What you should do:
Filter the lines below, copying only those with the string "clicks".

═══ Given records

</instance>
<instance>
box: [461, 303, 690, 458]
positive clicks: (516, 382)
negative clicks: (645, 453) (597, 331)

══════
═══ Given records

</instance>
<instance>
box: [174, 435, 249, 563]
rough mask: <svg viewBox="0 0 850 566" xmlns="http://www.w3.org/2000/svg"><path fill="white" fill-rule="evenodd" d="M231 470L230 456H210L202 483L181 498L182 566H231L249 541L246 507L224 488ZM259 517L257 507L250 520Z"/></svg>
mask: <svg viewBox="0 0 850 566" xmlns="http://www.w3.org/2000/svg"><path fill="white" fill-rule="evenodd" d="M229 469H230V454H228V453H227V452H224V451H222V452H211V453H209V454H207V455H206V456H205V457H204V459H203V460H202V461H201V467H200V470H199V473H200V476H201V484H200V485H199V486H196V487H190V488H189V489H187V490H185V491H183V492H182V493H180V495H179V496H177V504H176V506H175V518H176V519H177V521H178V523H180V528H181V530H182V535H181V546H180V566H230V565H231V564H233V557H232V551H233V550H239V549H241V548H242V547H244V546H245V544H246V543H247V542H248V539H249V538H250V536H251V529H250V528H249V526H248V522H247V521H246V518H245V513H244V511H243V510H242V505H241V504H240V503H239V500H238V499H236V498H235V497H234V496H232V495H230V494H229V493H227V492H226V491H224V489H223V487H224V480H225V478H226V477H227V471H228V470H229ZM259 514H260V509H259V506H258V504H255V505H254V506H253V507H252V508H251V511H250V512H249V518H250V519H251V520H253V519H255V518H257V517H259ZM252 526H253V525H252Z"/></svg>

══════

Finished exercise:
positive clicks: (516, 382)
negative clicks: (645, 453) (597, 331)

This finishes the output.